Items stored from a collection
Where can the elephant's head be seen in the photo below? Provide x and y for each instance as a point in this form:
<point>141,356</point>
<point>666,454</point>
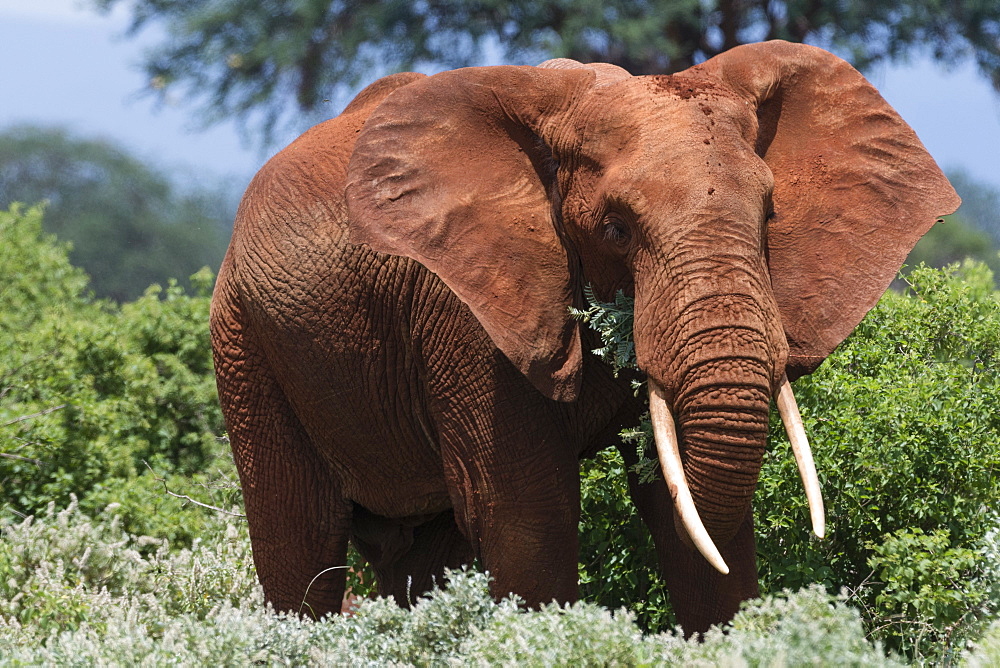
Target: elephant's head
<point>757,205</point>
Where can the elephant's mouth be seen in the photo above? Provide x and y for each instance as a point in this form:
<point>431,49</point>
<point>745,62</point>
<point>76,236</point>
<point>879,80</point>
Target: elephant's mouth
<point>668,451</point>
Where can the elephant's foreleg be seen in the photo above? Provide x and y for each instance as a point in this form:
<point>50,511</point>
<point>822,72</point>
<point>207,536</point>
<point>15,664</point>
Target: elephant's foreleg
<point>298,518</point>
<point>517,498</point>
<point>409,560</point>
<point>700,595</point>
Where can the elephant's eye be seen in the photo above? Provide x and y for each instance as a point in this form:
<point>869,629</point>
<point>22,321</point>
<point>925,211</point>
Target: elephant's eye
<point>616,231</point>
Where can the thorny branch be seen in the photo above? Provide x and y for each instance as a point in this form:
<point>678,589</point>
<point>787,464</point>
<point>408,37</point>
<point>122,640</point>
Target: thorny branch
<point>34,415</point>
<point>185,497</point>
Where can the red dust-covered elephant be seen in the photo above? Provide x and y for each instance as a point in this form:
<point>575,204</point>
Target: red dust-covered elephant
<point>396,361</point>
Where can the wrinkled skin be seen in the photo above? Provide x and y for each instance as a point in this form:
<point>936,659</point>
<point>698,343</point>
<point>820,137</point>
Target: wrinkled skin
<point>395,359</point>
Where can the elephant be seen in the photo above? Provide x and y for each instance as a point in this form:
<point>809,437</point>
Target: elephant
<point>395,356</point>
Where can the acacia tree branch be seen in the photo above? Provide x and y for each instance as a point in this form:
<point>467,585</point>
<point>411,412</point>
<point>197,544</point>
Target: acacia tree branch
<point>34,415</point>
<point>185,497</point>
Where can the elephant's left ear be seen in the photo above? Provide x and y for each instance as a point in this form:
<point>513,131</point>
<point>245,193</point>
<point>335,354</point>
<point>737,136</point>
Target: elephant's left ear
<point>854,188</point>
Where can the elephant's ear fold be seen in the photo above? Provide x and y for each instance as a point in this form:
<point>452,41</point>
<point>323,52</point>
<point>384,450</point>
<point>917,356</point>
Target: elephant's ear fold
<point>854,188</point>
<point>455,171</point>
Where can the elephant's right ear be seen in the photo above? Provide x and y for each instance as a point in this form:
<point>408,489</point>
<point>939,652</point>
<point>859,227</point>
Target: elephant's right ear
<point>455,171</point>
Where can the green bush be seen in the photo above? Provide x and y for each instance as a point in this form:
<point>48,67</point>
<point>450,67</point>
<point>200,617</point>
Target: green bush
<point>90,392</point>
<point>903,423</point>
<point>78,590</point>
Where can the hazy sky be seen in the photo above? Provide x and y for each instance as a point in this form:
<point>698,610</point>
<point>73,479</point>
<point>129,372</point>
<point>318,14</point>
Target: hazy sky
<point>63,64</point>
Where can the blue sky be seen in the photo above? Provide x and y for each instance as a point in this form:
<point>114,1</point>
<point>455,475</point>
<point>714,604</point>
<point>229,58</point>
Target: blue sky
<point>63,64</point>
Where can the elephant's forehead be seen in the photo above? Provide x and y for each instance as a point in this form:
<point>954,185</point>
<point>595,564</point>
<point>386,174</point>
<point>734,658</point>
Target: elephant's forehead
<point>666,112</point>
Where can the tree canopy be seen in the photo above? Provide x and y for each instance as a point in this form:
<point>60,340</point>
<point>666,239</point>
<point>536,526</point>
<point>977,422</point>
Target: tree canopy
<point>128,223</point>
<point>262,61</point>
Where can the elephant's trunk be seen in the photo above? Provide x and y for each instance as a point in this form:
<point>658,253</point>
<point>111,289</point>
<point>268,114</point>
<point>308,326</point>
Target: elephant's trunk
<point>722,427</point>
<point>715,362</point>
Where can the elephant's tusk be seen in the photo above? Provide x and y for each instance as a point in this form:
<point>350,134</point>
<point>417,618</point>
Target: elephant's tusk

THE TASK
Turn every line of all the records above into a numbered list, skipping any blank lines. Leave the pictures out of your answer.

EXPECTED OUTPUT
1. Where can the elephant's head be seen in the photo below? Provide x and y for each instance as a point in this form:
2. <point>141,356</point>
3. <point>666,454</point>
4. Target: elephant's head
5. <point>757,205</point>
6. Where can the elephant's mouth be seen in the photo above? Provide x and y for each instance as a point in this form:
7. <point>431,49</point>
8. <point>745,62</point>
9. <point>76,236</point>
10. <point>879,80</point>
11. Target: elephant's mouth
12. <point>668,451</point>
13. Where can the elephant's foreleg be seen in the photo above? Provide x and y for each instance as a point in this form:
14. <point>50,511</point>
15. <point>822,72</point>
16. <point>207,536</point>
17. <point>15,664</point>
18. Target: elephant's foreleg
19. <point>298,518</point>
20. <point>517,498</point>
21. <point>409,560</point>
22. <point>700,595</point>
23. Where can the elephant's eye be seen in the photo above? Provide x and y for each instance as a point in this form:
24. <point>869,629</point>
25. <point>22,321</point>
26. <point>925,211</point>
27. Target: elephant's eye
28. <point>616,231</point>
29. Where can the thorny branch be seen in the photo above? Provide x and y for each instance as a point in this form:
30. <point>678,589</point>
31. <point>787,464</point>
32. <point>408,37</point>
33. <point>122,640</point>
34. Target: thorny branch
35. <point>34,415</point>
36. <point>185,497</point>
37. Where can the red dust-covered elephant be seen in the photo above? Provide x and y for each instance as a point in this form:
38. <point>575,204</point>
39. Target: red dust-covered elephant
40. <point>396,361</point>
41. Where can the wrinkled skin be seen in the photo above? Provide x and y for each instance as a point in this form:
42. <point>936,659</point>
43. <point>698,343</point>
44. <point>820,137</point>
45. Target: wrinkled skin
46. <point>395,359</point>
47. Where can the elephant be seen in the photo above? Provide x and y for each instance as a point in this form:
48. <point>809,437</point>
49. Target: elephant
50. <point>395,356</point>
51. Where can the acacia tree branch be seen in the photo above? Provide x and y for each instance as a point in this form:
52. <point>467,585</point>
53. <point>411,412</point>
54. <point>197,544</point>
55. Target: acacia tree branch
56. <point>34,415</point>
57. <point>185,497</point>
58. Where can the elephant's left ear be seen in the photo above? Provide x and y for each instance as a point in this form:
59. <point>513,131</point>
60. <point>245,193</point>
61. <point>335,354</point>
62. <point>737,136</point>
63. Target: elephant's left ear
64. <point>854,188</point>
65. Where can the elephant's ear fold be seen in the photo above? Provide x and y for each instance as a point in this form:
66. <point>452,41</point>
67. <point>323,52</point>
68. <point>384,450</point>
69. <point>917,356</point>
70. Target: elephant's ear fold
71. <point>854,188</point>
72. <point>455,171</point>
73. Where can the elephant's right ear be seen in the photo above? Provide x and y for each instance as a point in this form:
74. <point>408,489</point>
75. <point>939,652</point>
76. <point>859,227</point>
77. Target: elephant's right ear
78. <point>455,171</point>
79. Where can the green bush be seen in the photo above? Provide x and y for each instance as a point in this form:
80. <point>48,67</point>
81. <point>450,67</point>
82. <point>200,617</point>
83. Target: green bush
84. <point>90,392</point>
85. <point>903,423</point>
86. <point>78,590</point>
87. Where can the hazy sky be seen in the photo above? Provide x and y for each instance as a point in this form:
88. <point>698,610</point>
89. <point>73,479</point>
90. <point>129,372</point>
91. <point>318,14</point>
92. Target: hazy sky
93. <point>63,64</point>
94. Where can the blue sky be seen in the photo above? Provide x and y for each instance as a point in this form:
95. <point>114,1</point>
96. <point>455,475</point>
97. <point>714,604</point>
98. <point>229,58</point>
99. Target: blue sky
100. <point>63,64</point>
101. Where can the elephant's forehead be seen in the photo above? Provide x and y for each instance as a point in this form:
102. <point>954,185</point>
103. <point>595,564</point>
104. <point>386,174</point>
105. <point>734,658</point>
106. Target: elephant's forehead
107. <point>666,112</point>
108. Where can the tree canopy be seen in the photo above? Provide x and y for each instance as a point in this form:
109. <point>60,340</point>
110. <point>666,239</point>
111. <point>536,526</point>
112. <point>977,422</point>
113. Target: tree canopy
114. <point>128,223</point>
115. <point>262,61</point>
116. Where can the elephant's trunk be seen in the photo above? Provide x and y for each instance as a point in this form:
117. <point>658,253</point>
118. <point>111,289</point>
119. <point>268,114</point>
120. <point>308,326</point>
121. Target: elephant's trunk
122. <point>722,427</point>
123. <point>715,362</point>
124. Where can the elephant's tusk be seen in the photo above? Provide x and y for each instance as a point in this form:
125. <point>350,134</point>
126. <point>417,618</point>
127. Target: elephant's tusk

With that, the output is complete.